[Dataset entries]
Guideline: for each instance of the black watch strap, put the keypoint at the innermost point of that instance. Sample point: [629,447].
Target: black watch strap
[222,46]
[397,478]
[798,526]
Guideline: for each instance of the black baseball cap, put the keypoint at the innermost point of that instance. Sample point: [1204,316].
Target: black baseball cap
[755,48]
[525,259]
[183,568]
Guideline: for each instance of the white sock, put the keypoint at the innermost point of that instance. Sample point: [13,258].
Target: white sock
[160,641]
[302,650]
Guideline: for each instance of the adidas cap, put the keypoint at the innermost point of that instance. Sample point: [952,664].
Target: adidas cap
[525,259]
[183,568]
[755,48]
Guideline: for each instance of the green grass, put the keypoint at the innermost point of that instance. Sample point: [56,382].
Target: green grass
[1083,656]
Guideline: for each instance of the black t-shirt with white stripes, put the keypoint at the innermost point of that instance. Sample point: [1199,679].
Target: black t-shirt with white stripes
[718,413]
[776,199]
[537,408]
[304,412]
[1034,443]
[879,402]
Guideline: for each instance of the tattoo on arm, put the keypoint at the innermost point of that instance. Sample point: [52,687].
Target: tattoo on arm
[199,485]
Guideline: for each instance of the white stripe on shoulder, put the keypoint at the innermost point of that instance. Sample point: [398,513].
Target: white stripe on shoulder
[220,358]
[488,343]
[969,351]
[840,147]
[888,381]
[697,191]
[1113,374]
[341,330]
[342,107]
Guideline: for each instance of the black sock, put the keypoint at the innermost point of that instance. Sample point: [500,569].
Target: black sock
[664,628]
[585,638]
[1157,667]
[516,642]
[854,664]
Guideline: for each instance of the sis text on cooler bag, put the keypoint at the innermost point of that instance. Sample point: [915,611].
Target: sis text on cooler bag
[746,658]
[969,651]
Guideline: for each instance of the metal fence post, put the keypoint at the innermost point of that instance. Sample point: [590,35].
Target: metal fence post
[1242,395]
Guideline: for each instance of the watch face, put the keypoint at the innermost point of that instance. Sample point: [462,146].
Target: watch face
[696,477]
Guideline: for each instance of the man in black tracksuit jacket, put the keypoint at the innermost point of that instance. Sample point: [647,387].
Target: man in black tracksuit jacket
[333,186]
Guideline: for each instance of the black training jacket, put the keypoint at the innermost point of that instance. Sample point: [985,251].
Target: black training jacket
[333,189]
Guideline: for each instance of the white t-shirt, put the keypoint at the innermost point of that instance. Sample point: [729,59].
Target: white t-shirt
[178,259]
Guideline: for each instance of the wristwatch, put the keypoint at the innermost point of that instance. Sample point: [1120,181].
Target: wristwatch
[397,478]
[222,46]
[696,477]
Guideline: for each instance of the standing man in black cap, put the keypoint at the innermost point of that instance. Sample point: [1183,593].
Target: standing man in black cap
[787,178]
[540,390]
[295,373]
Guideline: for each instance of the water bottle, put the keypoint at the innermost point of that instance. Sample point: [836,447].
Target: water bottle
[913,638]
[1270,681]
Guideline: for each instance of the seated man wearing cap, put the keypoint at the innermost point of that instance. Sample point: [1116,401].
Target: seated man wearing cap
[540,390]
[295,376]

= WHAT IS REQUIRED =
Copy every line above without altering a word.

= RESULT OF THE EXERCISE =
Guideline: for each instance of the black watch strap, put the keypoint at the innermost point of that instance. Sample point: [629,447].
Target: black watch strap
[222,46]
[397,478]
[798,526]
Guideline: for each instance of the black baseball cap, put the keypoint at the innermost point of that instance. Sample point: [1204,316].
Target: black baseball cap
[755,48]
[525,259]
[183,568]
Guideline: for each instance of the white sock, put the keypoint at the innermost point of that instance. Sample point: [13,258].
Target: white sock
[160,641]
[302,650]
Guideline: for each instance of the adidas cap, put the keypoint at the innermost point of that instance. Sample point: [952,664].
Target: adidas cap
[525,259]
[183,568]
[755,48]
Guideline: for each instance of the green grass, put the keypoint at the innermost point of that instance. Sample point: [56,382].
Target: green grass
[1083,656]
Guideline: for each instance of the black t-shirt with white stripes, put the keypoint at the innermost point of that instance. Sample point: [1199,679].
Target: black t-shirt with white stripes
[718,413]
[776,199]
[537,408]
[304,412]
[1034,443]
[879,402]
Guideline: for each instance of the tattoo on arm, put the keypoint at the innermost point of that instance. Sample point: [52,687].
Target: tattoo on arm
[199,485]
Guideline: for each instance of the white stripe on shoulder, put the keypoint at the innermost point of that instance. Sample point: [398,513].
Target: white stripe on shoulder
[220,358]
[488,343]
[969,351]
[840,147]
[888,381]
[697,191]
[1113,374]
[341,330]
[342,107]
Guideline: for each instance of the black sock, put the keypoint at the innermost point of that instance. Sample point: [500,569].
Target: black sock
[664,628]
[585,638]
[1157,667]
[516,642]
[854,664]
Guideline: for each instance of the sis text on cooler bag, put the keypoint at the innermost point of that instance. Sample point: [915,611].
Target: sis text on cooler bag
[746,658]
[969,651]
Guideline: for each instance of the metal fence post, put the keypoint at the innermost point of that instance. Sample point: [590,35].
Target: metal fence post
[1242,395]
Guideline: for each instance of the watch face, put the keypoint at the innermost point of that instance. Sample point: [462,146].
Target: watch face
[696,477]
Guideline: for each instance of the man in black tracksuit jacket, put the keypoint at the innermost point of that instance. Sample point: [647,387].
Target: man in black tracksuit jacket
[333,186]
Guideline: for each instance of the black training jacket, put the keypoint at the innermost point of that instance. Sample point: [985,251].
Target: black training jacket
[333,189]
Guideline: for each instance of the white t-shirt, put the keypoint at the innermost point of that instance. Sample point: [729,59].
Target: white t-shirt
[178,259]
Guideline: for each instance of the wristwatch, put the keypoint at the innermost point of that instance. Sample point: [1120,181].
Target: wristwatch
[397,478]
[222,46]
[696,477]
Guideline: for each instance of the standing man in black cap, put the keypoint at the innermost point of that instance. Sample point: [1183,593].
Target: standing man in black cap
[787,178]
[540,390]
[295,373]
Guideline: for each instance of the water bottle, put the keypoint at the innermost point of that instance. Sample point: [836,447].
Target: water bottle
[913,638]
[1270,681]
Guideline: for each instance of the seated man wearing cap, put the keypoint at the innermost point of that instance. Sample point: [1116,401].
Target: seated man wearing cap
[540,390]
[295,376]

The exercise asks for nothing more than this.